Período socrático ou antropológico
Com o desenvolvimento das cidades, do comércio, do
artesanato e das artes militares, Atenas tornou-se o centro da vida social,
política e cultural da Grécia, vivendo seu período de esplendor, conhecido como
o Século de Péricles.
É a época de maior florescimento da democracia. A
democracia grega possuía, entre outras, duas características de grande
importância para o futuro da Filosofia.
Em primeiro lugar, a democracia afirmava a igualdade de
todos os homens adultos perante as leis e o direito de todos de participar
diretamente do governo da cidade, da polis.
Em segundo lugar, e como conseqüência, a democracia, sendo
direta e não por eleição de representantes, garantia a todos a participação no
governo, e os que dele participavam tinham o direito de exprimir, discutir e
defender em público suas opiniões sobre as decisões que a cidade deveria tomar.

**LISTAGEM:**

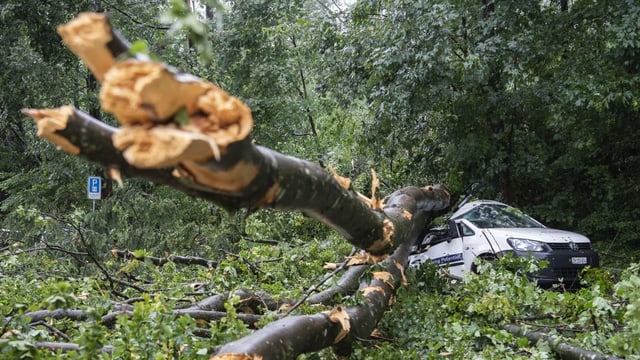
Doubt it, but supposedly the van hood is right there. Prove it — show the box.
[483,228,590,243]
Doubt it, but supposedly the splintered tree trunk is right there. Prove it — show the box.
[24,13,449,359]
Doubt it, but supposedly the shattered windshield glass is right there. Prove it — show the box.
[461,204,544,229]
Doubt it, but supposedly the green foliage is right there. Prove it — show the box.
[0,0,640,359]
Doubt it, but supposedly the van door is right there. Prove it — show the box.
[428,220,464,278]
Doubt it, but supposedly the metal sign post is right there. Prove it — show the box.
[87,176,102,210]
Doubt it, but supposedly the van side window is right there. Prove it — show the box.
[458,222,475,236]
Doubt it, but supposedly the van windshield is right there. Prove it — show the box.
[460,204,544,229]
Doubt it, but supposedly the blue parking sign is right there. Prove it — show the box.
[87,176,102,200]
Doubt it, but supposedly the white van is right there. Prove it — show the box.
[409,200,599,286]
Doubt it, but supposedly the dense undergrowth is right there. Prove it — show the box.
[0,216,640,359]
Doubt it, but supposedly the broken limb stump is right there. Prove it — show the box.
[23,14,450,359]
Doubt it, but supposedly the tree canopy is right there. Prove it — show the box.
[0,0,640,358]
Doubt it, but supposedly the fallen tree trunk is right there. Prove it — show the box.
[24,14,450,359]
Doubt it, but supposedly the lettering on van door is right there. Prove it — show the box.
[431,253,464,266]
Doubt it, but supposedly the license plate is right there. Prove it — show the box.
[571,256,587,265]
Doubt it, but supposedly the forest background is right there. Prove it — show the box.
[0,0,640,358]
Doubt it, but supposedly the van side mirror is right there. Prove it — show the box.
[447,219,460,239]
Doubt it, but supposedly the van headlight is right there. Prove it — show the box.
[507,238,550,252]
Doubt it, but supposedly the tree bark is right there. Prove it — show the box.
[23,13,450,359]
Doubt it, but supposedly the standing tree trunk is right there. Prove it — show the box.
[24,13,449,359]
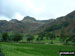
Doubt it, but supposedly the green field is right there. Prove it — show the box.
[0,43,75,56]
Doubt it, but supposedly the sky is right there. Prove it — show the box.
[0,0,75,20]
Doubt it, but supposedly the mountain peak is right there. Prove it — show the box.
[65,10,75,19]
[22,16,36,23]
[10,19,19,23]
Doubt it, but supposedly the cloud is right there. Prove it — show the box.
[0,0,75,20]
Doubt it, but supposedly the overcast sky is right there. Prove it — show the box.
[0,0,75,20]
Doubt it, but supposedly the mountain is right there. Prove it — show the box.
[0,16,53,33]
[39,11,75,35]
[0,11,75,35]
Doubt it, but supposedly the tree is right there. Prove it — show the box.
[13,34,23,41]
[2,32,8,41]
[50,32,56,44]
[37,32,45,40]
[26,35,34,41]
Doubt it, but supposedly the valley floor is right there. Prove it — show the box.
[0,42,75,56]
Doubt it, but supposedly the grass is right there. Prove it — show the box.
[0,43,75,56]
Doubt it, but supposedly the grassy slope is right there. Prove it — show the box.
[0,43,75,56]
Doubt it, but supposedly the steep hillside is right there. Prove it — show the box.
[40,11,75,35]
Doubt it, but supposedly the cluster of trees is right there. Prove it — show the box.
[1,32,23,42]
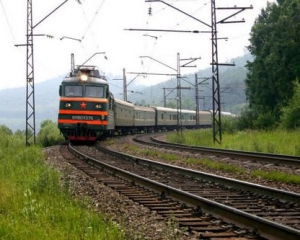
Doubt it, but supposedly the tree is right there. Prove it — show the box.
[246,0,300,126]
[281,79,300,129]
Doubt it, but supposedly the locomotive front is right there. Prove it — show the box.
[58,66,109,142]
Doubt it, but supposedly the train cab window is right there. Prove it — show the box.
[65,85,83,97]
[85,86,104,98]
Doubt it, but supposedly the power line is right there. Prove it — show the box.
[0,0,16,42]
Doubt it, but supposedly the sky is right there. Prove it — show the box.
[0,0,275,90]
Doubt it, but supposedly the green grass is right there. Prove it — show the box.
[0,136,125,240]
[167,130,300,184]
[167,129,300,155]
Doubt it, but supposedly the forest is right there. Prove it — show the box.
[244,0,300,129]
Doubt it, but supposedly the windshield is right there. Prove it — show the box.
[65,85,83,97]
[85,86,104,98]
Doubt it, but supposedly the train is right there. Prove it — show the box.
[57,65,212,142]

**INSTRUÇÃO:** Copie do texto fornecido, sem nenhuma alteração, o trecho que começa em "Em primeiro lugar, a" e termina em "cidade, da polis.".

**RESPOSTA DO EXERCÍCIO:**
Em primeiro lugar, a democracia afirmava a igualdade de
todos os homens adultos perante as leis e o direito de todos de participar
diretamente do governo da cidade, da polis.